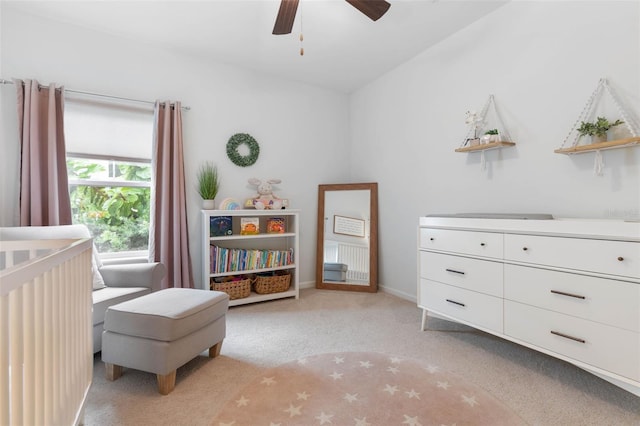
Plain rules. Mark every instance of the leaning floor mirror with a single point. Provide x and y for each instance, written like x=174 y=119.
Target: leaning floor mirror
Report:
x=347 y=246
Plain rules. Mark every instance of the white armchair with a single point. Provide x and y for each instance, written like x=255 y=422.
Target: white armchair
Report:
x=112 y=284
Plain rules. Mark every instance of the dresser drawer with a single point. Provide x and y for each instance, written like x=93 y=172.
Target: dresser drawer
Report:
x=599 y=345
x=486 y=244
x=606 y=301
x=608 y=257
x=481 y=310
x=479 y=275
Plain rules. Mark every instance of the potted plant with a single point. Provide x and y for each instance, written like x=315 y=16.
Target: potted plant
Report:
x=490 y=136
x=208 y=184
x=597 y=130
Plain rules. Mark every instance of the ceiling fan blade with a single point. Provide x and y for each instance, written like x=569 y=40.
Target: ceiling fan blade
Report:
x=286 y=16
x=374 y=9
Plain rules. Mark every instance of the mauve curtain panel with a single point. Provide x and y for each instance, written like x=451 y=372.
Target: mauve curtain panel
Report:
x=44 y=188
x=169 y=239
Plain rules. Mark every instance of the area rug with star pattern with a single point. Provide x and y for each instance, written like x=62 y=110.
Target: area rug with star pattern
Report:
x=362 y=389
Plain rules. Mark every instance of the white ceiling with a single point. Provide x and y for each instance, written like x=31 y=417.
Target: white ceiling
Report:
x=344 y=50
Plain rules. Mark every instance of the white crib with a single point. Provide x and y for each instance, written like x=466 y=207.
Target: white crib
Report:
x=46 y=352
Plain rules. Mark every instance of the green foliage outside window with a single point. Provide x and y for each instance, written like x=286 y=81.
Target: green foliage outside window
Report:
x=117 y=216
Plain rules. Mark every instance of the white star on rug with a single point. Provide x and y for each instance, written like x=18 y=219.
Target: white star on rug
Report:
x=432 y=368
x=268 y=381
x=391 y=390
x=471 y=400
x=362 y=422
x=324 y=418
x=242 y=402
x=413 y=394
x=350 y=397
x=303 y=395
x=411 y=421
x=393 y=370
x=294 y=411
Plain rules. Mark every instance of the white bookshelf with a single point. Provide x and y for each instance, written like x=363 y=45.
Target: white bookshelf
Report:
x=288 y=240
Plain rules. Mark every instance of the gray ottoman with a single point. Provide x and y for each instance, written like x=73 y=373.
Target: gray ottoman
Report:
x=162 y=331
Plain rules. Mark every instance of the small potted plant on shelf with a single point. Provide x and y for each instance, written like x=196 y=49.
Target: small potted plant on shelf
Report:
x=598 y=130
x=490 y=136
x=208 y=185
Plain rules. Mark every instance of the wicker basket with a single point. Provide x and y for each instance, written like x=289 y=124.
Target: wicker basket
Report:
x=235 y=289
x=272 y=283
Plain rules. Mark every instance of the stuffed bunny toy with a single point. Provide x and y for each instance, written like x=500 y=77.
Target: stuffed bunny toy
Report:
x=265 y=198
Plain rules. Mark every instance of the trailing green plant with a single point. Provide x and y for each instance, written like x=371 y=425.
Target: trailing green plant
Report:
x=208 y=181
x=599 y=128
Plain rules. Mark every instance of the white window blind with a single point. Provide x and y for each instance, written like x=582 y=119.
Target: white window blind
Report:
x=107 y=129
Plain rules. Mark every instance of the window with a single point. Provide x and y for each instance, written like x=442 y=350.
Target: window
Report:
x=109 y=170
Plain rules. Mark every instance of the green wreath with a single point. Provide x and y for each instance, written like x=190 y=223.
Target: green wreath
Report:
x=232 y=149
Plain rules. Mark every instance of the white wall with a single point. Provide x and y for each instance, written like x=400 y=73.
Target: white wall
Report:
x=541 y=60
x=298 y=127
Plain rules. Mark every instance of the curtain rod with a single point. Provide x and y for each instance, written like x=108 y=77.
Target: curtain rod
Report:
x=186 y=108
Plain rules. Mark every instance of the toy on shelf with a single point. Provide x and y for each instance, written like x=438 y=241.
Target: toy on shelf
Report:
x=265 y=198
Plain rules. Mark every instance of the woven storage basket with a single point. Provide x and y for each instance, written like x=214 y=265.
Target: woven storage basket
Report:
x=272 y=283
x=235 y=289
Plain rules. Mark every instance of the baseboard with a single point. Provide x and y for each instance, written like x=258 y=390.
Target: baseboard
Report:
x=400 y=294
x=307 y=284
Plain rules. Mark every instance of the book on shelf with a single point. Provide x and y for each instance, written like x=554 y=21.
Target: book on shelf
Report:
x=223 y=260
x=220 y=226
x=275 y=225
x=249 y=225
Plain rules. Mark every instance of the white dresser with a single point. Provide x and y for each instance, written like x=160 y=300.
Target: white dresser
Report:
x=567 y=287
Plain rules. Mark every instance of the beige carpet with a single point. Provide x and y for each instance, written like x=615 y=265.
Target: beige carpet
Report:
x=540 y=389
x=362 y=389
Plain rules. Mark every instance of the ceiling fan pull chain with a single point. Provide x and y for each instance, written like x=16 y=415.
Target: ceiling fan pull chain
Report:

▬▬▬▬▬▬

:: Problem to solve ::
Reproduce the whole listing above with every "Report" swapped for "Result" and nothing else changed. Leave out the pictures.

:: Reply ::
Plain rules. Mark every instance of the leaning floor mirror with a single point. Provide x and y for each instance, written like x=174 y=119.
Target: leaning floor mirror
Result:
x=347 y=246
Plain rules. Mark every instance of the white armchair with a single point. Provide x and y for each instance, written like x=255 y=422.
Target: white armchair
Result:
x=112 y=284
Plain rules. Mark every instance of the dresser drawer with a single point. Provide x and y for each instance, written like x=93 y=172.
Target: dresser drawer
Result:
x=599 y=345
x=486 y=244
x=606 y=301
x=608 y=257
x=481 y=310
x=479 y=275
Plain rules. Mark every instance of the potted plant with a single point. Provide x and y for each instance, written like x=315 y=16.
Target: potted plant
Result:
x=490 y=136
x=208 y=184
x=597 y=130
Plain rules. Mark every instance of the ceiling fan blade with a single point. Provide x and y for each instance, written like x=569 y=40.
Target: ceiling fan blade
Result:
x=286 y=16
x=374 y=9
Plain rules. Mark every instance of the mauve curtain panel with a single point. Provide x and y for each instance, written like x=451 y=372.
Target: mauve curtain panel
Result:
x=44 y=188
x=169 y=239
Plain rules. Mark every instance of the area rug with star pattern with a single point. Provide x and y for each instance, written like x=62 y=110.
Target: area rug with star pattern
Result:
x=362 y=389
Plain rules. Mark every instance of the white ceiling with a single point. Provide x and y for each instance, written like x=31 y=417.
Target: white ceiling
Result:
x=344 y=50
Plain rules. Mark every instance of the white crib with a single point. Provide x and y for each instance, written like x=466 y=207.
Target: white crib
Result:
x=46 y=352
Plain rules. Mark every instance of the green foliage outside window with a single point. Provide x and y for each instance, written like x=286 y=81.
Target: green foliage outside window
Result:
x=117 y=216
Plain rules. Mark every instance of the white star on rug with a single point. Provide x and y for each instance, written like x=18 y=219.
Target: white star on rug
Result:
x=432 y=368
x=268 y=381
x=391 y=390
x=471 y=400
x=362 y=422
x=324 y=418
x=242 y=402
x=413 y=394
x=350 y=397
x=303 y=395
x=411 y=421
x=393 y=370
x=294 y=411
Plain rules. Mark every instance of the white bookshelf with a single point. Provide x and y for each instance, written like x=363 y=45.
Target: white bookshelf
Result:
x=288 y=240
Plain rules. Mark every instance of the gray ottoman with a single point. Provide x and y for each instance, written like x=73 y=373.
Target: gray ottoman
Result:
x=162 y=331
Plain rules. Mark every instance of the small potted plant on shelf with a single point. Provide x and y for each instance, written like x=196 y=49.
Target: small potted plant on shelf
Result:
x=598 y=130
x=490 y=136
x=208 y=185
Plain rules. Mark every instance of the wicker basket with a single point. Provide x and y for each instance, written like x=289 y=124.
Target: wicker basket
Result:
x=235 y=289
x=272 y=283
Plain rules. Mark every instance of the stuffed bunny toy with a single point. Provide x and y for each instance, written like x=500 y=77.
Target: stuffed bunny toy
Result:
x=265 y=198
Plain rules. Mark every instance of the trailing green plant with a single point. Provide x and y for each instance, written like x=371 y=425.
Target: trailing green plant
Result:
x=208 y=181
x=599 y=128
Plain rules. Mark every instance of the white window blind with a single point. Provide x and y for each instance, written like x=582 y=119.
Target: white window blind
Result:
x=107 y=129
Plain rules. Mark every instance of the window with a single point. Provide x and y for each instance, written like x=442 y=350.
Target: window
Result:
x=109 y=170
Plain rules. Mark every instance of the green wreath with a single point. Provide x and y for each instance, written like x=190 y=223.
Target: green wreath
Result:
x=232 y=149
Plain rules. Mark every instance of the white wall with a single point. Provide x and y for each instance, written like x=400 y=73.
Target: white wall
Result:
x=541 y=60
x=298 y=127
Plain rules. Mark every instance of the curtain rod with a single point. Provide x and y for each instance, written like x=108 y=77.
Target: curtain rod
Result:
x=186 y=108
Plain rules. Mark every instance of the toy on shelf with a single point. Provide x and y for each instance, written like x=438 y=241.
Target: toy on shelf
Result:
x=265 y=198
Plain rules. Mark every instance of the woven storage basket with a single point. Provide x and y for each instance, written like x=214 y=265.
Target: woven storage basket
Result:
x=272 y=283
x=235 y=289
Plain rules. Mark every instance of the baseboard with a single point. Provide x and y for each instance, written like x=258 y=390.
Target: baseboard
Result:
x=400 y=294
x=307 y=284
Plain rules. Mark every instance of the book on shelf with a single point. Provide x and y for each instance, written like x=554 y=21.
Target: book on shelf
Result:
x=223 y=260
x=220 y=226
x=275 y=225
x=249 y=225
Plain rules. Mark every instance of the white dresser with a single point. Provide x and y for each instance, written like x=160 y=300.
Target: white dresser
Result:
x=567 y=287
Plain rules. Mark every instance of the beige carpet with a single point. Provide x and y for each instance, written like x=615 y=265.
Target: beige carpet
Result:
x=540 y=389
x=362 y=389
Plain rules. Mark every instance of the ceiling fan pull chain with a single point. Provide x and y for each instance, written like x=16 y=415.
Target: ceiling fan pull chain
Result:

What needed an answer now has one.